DATA SECTION:
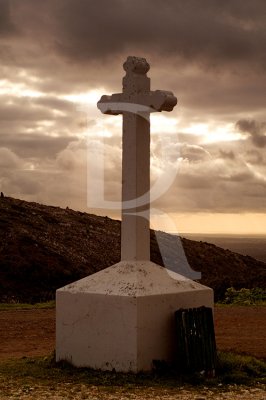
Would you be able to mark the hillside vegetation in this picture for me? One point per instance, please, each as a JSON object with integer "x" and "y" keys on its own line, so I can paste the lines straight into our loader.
{"x": 43, "y": 248}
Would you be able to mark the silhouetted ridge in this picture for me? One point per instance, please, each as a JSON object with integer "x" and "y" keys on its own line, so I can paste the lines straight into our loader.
{"x": 43, "y": 248}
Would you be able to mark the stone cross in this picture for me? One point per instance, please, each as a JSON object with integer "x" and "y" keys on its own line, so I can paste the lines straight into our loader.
{"x": 135, "y": 103}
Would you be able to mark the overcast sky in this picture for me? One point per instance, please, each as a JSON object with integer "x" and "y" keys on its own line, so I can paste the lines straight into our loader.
{"x": 59, "y": 56}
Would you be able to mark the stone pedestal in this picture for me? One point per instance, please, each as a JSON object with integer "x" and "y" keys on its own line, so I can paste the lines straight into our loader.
{"x": 122, "y": 318}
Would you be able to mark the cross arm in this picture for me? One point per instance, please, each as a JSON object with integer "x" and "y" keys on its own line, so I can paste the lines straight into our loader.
{"x": 158, "y": 100}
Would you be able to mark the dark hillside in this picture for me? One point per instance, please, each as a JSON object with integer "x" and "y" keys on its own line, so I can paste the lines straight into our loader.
{"x": 43, "y": 248}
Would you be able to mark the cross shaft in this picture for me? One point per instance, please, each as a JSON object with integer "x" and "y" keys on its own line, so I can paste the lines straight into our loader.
{"x": 135, "y": 103}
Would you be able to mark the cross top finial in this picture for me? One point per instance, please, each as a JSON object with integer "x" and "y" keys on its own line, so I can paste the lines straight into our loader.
{"x": 136, "y": 65}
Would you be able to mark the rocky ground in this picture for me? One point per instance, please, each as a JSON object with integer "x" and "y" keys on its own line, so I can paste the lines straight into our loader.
{"x": 81, "y": 391}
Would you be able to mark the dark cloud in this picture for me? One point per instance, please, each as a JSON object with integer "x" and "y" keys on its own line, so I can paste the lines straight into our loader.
{"x": 209, "y": 32}
{"x": 256, "y": 130}
{"x": 7, "y": 27}
{"x": 210, "y": 53}
{"x": 35, "y": 145}
{"x": 230, "y": 155}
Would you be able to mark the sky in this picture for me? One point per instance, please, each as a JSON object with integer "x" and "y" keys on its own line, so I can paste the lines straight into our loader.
{"x": 57, "y": 57}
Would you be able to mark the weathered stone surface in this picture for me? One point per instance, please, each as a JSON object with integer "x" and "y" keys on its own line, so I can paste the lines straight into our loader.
{"x": 123, "y": 317}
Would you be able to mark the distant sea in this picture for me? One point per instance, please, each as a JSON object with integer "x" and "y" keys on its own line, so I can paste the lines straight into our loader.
{"x": 251, "y": 245}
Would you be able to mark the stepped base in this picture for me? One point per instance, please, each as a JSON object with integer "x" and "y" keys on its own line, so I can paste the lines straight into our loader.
{"x": 122, "y": 317}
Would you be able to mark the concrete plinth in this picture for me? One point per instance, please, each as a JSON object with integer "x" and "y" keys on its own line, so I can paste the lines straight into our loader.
{"x": 123, "y": 317}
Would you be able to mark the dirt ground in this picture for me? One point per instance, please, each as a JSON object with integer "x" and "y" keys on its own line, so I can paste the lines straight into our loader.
{"x": 32, "y": 332}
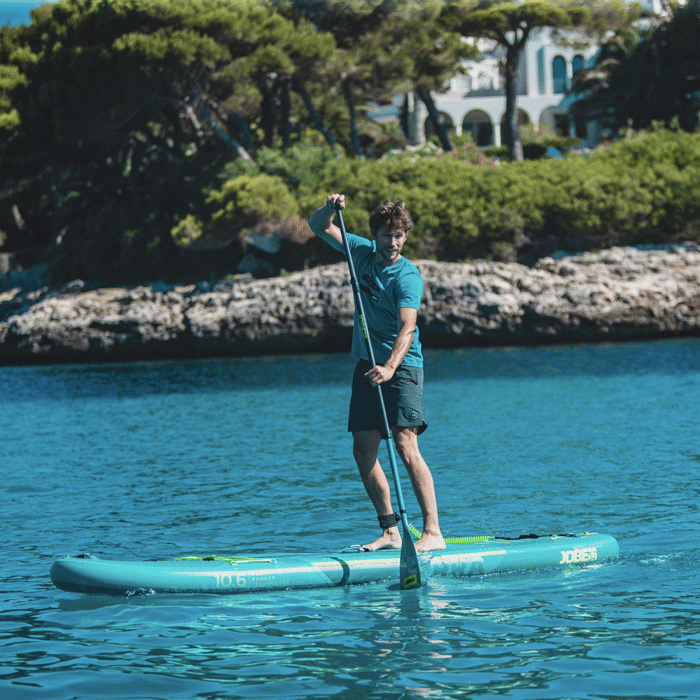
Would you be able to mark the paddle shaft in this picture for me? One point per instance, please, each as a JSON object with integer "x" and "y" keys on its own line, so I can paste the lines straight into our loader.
{"x": 411, "y": 549}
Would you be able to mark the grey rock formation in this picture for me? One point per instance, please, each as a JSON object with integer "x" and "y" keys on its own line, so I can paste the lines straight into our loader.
{"x": 617, "y": 294}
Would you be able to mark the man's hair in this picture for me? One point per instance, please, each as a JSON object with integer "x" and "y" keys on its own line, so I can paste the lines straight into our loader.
{"x": 393, "y": 215}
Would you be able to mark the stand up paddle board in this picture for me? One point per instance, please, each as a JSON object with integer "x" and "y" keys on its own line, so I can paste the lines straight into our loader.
{"x": 475, "y": 556}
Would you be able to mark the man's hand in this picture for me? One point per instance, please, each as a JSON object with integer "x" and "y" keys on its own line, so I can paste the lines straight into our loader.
{"x": 379, "y": 374}
{"x": 337, "y": 201}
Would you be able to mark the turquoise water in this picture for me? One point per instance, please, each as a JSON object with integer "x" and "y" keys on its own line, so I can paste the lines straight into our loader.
{"x": 251, "y": 456}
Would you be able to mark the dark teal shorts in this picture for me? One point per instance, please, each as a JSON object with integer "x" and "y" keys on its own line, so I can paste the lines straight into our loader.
{"x": 403, "y": 399}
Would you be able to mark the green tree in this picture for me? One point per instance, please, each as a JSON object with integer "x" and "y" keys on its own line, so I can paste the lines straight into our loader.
{"x": 510, "y": 25}
{"x": 645, "y": 73}
{"x": 114, "y": 114}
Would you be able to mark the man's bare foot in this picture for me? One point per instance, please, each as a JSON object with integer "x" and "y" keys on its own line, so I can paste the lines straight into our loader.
{"x": 428, "y": 543}
{"x": 390, "y": 539}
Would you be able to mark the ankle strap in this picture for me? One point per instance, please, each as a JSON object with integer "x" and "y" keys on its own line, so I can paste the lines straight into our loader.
{"x": 387, "y": 521}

DIRECTIVE: Only the lines from the one that contains "Would you be able to mark the green" to the end of the entries above should be given again, exactly and in full.

RIGHT ANSWER:
Would you be able to mark the green tree in this picture for me? One point per instance, please, each as a JSON object with integer "x" and "y" keys on its own line, so I can paste the lines straight into our loader.
{"x": 510, "y": 25}
{"x": 645, "y": 73}
{"x": 114, "y": 114}
Would you be able to mark the man's bare foot in this picture for me? One point per instance, please, each as a JSON object with integer "x" and "y" keys on its own line, so I can paste the lines straight into our loader.
{"x": 428, "y": 543}
{"x": 390, "y": 539}
Would you be able to mark the ankle strap in this picture for me? One point per instance, please, each as a JSON object with integer "x" and "y" keys on its own line, so I can paste the lines straight into our loader.
{"x": 387, "y": 521}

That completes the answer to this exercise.